→ Stored dataset items
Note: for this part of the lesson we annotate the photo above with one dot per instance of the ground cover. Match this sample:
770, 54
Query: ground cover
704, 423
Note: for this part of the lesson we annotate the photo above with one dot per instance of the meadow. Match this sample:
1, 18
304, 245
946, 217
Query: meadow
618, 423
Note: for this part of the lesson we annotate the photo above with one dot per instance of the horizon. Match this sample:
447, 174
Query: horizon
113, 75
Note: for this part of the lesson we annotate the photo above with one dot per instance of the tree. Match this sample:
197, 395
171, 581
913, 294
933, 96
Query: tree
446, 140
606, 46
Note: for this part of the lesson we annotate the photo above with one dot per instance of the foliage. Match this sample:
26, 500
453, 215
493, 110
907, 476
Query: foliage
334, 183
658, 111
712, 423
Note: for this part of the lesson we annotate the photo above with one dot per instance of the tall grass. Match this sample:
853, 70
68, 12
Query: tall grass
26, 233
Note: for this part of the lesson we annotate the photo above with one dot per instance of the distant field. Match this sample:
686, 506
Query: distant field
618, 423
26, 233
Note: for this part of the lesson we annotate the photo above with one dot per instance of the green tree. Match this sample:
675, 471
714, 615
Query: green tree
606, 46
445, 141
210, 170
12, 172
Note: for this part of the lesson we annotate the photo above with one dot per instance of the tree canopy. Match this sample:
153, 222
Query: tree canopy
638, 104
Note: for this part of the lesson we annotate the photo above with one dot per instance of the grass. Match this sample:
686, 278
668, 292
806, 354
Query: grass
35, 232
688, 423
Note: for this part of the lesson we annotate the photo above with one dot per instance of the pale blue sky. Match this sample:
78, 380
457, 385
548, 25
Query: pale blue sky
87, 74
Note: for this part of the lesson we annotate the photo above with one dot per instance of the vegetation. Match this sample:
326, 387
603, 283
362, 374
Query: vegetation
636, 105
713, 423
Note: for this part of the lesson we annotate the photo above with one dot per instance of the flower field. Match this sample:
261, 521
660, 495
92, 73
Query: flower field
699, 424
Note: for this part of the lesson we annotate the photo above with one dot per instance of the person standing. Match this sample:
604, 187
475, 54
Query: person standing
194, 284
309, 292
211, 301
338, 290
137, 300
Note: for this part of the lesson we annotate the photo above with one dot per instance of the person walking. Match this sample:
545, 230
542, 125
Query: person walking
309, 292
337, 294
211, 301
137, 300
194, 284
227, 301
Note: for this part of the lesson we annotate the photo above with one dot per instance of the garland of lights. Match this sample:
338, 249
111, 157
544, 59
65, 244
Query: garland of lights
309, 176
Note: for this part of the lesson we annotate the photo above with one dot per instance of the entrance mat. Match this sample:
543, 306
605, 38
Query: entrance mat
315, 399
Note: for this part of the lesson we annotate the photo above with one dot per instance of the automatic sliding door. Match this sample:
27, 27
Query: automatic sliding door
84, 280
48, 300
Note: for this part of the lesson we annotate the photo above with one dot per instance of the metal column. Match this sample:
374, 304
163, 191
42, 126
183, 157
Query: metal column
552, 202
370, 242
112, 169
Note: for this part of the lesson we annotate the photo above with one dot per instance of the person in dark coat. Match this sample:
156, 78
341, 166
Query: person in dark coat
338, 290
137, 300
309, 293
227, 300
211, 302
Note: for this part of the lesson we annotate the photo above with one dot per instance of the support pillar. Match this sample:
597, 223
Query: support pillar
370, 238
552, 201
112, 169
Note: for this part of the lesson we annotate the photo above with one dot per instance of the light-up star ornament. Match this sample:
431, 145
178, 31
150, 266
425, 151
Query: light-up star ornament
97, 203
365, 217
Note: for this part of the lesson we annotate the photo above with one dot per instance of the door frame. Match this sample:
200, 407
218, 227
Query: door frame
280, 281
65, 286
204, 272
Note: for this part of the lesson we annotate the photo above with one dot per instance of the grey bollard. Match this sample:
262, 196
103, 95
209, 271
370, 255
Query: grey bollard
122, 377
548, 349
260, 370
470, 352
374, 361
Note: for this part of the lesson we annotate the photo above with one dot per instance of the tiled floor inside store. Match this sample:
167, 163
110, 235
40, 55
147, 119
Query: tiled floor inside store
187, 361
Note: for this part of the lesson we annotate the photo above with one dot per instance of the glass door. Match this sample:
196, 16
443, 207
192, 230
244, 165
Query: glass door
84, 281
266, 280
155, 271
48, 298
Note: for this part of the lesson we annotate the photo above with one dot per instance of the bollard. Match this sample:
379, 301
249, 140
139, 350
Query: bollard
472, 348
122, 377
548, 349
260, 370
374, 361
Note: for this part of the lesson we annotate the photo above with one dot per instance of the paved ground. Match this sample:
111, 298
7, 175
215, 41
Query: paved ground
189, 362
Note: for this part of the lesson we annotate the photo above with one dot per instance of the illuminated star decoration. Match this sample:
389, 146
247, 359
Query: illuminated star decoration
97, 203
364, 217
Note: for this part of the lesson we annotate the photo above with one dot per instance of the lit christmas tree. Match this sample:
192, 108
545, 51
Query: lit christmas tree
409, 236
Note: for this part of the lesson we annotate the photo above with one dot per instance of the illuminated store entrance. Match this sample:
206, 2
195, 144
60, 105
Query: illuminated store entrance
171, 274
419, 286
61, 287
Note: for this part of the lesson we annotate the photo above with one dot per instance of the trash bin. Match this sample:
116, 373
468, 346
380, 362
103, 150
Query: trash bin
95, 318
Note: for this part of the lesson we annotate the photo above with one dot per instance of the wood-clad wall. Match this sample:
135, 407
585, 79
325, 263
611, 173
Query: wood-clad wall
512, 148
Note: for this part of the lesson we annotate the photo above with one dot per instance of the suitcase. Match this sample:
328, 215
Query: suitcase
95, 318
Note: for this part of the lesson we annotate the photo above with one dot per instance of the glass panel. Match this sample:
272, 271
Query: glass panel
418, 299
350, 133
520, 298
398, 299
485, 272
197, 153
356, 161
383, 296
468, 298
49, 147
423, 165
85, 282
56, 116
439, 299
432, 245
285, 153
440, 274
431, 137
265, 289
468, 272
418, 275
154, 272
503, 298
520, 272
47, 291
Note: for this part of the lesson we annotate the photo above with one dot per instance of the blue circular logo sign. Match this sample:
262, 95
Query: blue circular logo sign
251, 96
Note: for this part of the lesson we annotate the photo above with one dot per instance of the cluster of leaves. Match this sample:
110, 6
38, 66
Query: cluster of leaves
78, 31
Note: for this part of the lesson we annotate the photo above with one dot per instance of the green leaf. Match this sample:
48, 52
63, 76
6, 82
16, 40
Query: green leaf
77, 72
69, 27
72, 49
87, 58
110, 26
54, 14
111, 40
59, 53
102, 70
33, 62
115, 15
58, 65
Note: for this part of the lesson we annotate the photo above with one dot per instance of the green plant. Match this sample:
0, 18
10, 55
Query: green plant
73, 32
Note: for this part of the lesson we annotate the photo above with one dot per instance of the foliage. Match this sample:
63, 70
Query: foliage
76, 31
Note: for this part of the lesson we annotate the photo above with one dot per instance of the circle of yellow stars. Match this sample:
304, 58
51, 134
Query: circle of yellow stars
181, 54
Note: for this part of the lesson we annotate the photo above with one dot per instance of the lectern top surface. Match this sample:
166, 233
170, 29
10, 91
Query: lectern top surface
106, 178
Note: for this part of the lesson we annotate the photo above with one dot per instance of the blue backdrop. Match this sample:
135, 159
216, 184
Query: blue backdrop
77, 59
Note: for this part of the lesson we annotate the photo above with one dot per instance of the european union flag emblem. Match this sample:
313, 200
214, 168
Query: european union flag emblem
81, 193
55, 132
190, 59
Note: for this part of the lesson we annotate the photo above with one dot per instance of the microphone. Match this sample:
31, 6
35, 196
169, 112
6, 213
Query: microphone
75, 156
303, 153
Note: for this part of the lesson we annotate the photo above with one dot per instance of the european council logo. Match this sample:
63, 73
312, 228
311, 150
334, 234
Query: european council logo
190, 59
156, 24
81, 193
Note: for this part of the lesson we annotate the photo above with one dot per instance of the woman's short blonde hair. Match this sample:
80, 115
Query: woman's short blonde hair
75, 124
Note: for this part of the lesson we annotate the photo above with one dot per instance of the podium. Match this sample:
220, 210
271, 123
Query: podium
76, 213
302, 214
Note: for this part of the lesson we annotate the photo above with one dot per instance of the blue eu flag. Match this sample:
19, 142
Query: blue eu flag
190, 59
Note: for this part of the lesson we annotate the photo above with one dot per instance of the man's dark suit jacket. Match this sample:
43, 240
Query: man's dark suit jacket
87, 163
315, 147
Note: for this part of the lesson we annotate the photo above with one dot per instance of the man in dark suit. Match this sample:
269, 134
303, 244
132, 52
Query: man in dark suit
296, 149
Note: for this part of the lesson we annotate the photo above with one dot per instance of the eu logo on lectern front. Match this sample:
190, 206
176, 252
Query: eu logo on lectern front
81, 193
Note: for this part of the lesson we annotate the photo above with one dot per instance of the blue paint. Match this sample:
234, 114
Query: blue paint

→ PROBLEM
Search the entries for the string "paint". Copy every line that has it.

→ YOUR SOLUTION
Note: for this part of the lesson we annotate the photo above with one dot per instance of the blue paint. Match this sample:
Query: blue paint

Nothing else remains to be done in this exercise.